**Provided passage:**
# Another horse Death



## Rollin (24 November 2016)

The rider was wearing Hi-Viz, hit from behind.  Her horse dead and her companion's horse injured.


WHEN will British Government and Police take the safety or riders most of whom are women and children as seriously as the safety of cyclists (mostly male??).

It is a disgrace that so many people have to be injured and mentally traumatised before courts will throw the book at the irresponsible drivers.


----------



## rascal (24 November 2016)

Disgusting, you do your best to make sure people DO see you, and they still fail.


----------



## madlady (24 November 2016)

I agree - accidents involving horses should be treated just as seriously as accidents involving cyclists and pedestrians.

For me any driver who kills another road user through driving dangerously should face a manslaughter charge and should see the inside of a prison.  It's only by having harsher penalties that people will start to think.


----------



## popsdosh (24 November 2016)

Rollin said:



			The rider was wearing Hi-Viz, hit from behind.  Her horse dead and her companion's horse injured.


WHEN will British Government and Police take the safety or riders most of whom are women and children as seriously as the safety of cyclists (mostly male??).

**Data extract:**

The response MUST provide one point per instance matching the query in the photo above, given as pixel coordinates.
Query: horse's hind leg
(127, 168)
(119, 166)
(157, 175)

**Problem set:**
1 > Using the horse death thread, decide whether each statement agrees with it. Answer yes or no, and quote the words that decide it.
(a) The rider who was hit from behind was wearing Hi-Viz.
(b) Both horses were killed.
(c) The poster madlady thinks harsher penalties are what will make people start to think.
2 > Rewrite the entries with "hind leg" renamed to "back leg", leaving everything else as it is.
The thread about a horse's death has nothing to do with the entries.

**Answers for the exercise:**
1 >
(a) Yes: "The rider was wearing Hi-Viz, hit from behind."
(b) No: "Her horse dead and her companion's horse injured."
(c) Yes: "It's only by having harsher penalties that people will start to think."

2 >
The response MUST provide one point per instance matching the query in the photo above, given as pixel coordinates.
Query: horse's back leg
(127, 168)
(119, 166)
(157, 175)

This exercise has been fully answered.